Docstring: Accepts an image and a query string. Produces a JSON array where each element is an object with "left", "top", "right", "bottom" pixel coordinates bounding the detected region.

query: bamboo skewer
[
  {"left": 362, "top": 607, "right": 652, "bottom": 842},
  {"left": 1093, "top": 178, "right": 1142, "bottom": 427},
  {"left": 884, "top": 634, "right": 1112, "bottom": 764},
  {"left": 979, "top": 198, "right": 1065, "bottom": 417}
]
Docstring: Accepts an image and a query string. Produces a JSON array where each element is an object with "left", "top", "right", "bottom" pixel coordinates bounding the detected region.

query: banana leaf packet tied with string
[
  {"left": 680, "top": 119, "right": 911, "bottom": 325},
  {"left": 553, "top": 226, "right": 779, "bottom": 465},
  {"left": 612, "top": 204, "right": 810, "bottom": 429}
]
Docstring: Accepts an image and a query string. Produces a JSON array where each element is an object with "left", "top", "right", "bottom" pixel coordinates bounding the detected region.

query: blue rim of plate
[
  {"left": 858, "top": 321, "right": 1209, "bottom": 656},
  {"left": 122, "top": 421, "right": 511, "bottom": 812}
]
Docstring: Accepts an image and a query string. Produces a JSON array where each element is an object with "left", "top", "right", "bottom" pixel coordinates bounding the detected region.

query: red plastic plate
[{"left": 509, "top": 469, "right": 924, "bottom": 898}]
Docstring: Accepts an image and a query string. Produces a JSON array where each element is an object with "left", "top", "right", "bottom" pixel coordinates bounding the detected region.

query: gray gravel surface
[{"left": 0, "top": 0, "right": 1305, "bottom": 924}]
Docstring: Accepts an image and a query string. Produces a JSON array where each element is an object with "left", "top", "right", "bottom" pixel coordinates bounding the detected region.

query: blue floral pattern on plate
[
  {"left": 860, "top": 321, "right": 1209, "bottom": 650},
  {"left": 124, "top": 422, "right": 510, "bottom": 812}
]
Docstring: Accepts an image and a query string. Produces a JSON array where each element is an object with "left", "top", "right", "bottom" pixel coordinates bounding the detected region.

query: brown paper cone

• _Short exercise_: List every line of the records that contains the string "blue", with case counting.

• _The solution_:
query: blue rim of plate
query: blue floral pattern on plate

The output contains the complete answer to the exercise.